══ DATA

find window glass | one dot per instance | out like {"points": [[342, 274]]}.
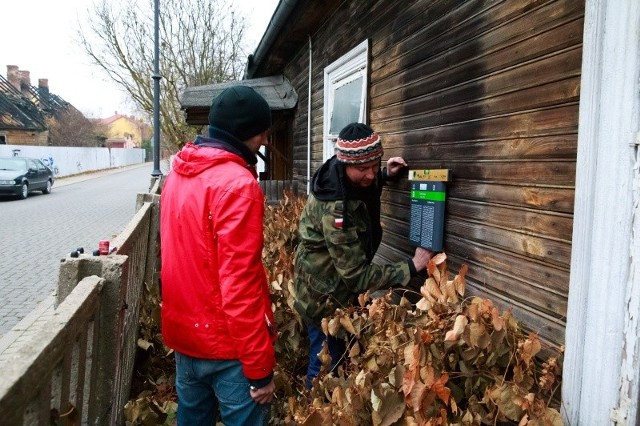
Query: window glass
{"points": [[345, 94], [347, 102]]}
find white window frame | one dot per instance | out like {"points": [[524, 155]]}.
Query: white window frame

════
══ DATA

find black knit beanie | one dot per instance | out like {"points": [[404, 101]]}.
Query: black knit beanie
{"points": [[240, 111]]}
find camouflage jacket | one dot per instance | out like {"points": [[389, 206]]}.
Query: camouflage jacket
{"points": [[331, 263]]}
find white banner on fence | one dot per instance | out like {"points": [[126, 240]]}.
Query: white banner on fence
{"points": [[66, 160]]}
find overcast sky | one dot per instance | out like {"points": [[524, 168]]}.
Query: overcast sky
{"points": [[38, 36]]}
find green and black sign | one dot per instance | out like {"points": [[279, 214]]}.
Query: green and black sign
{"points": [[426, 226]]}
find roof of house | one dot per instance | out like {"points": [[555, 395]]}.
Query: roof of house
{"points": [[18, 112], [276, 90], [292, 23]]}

════

Only the number is wanted: how many lines in the preceding entries hold the string "find"?

EXERCISE RESULT: 8